Google, Microsoft, Qualcomm and Baidu Announce Joint Investment in CloudFlare - oroup
http://www.forbes.com/sites/katevinton/2015/09/22/google-microsoft-qualcomm-and-baidu-announce-joint-investment-cloudflare/
======
chubot
If your website is well-coded and administered, does CloudFlare offer any
performance benefit? (leaving aside security for now)

If a page is static, then CloudFlare can cache it. But if you set your cache
headers appropriately, and use efficient serving code like nginx, I imagine
serving static content is pretty darn cheap.

If a page is dynamic, then how can CloudFlare really speed it up? You don't
want them serving stale pages to users. So it has to hit your server every
time, in which case the user might as well hit your server. In that case, I
don't really see how CloudFlare improves things.

[Coordinate annotation records]
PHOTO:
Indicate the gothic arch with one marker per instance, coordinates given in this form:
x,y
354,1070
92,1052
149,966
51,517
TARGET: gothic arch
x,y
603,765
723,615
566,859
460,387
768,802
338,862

### Exercise details
Extend the forum thread on whether CloudFlare speeds up a well-run website, picking up right after its last sentence.

### Response to the task
Am I misunderstanding how CloudFlare works? It seems like if you follow
typical performance tips like [1] then most of CloudFlare's benefit is
eliminated.

I guess [1] does tell you to use a CDN. You can save end user network latency
for cached static pages, since they cache them in multiple geographic
locations. But if you have a simple site with 1 .js and 1 .css file per page,
and compress and minify everything, I wonder if it's worth it.

[1] [http://www.amazon.com/dp/0596529309](http://www.amazon.com/dp/0596529309)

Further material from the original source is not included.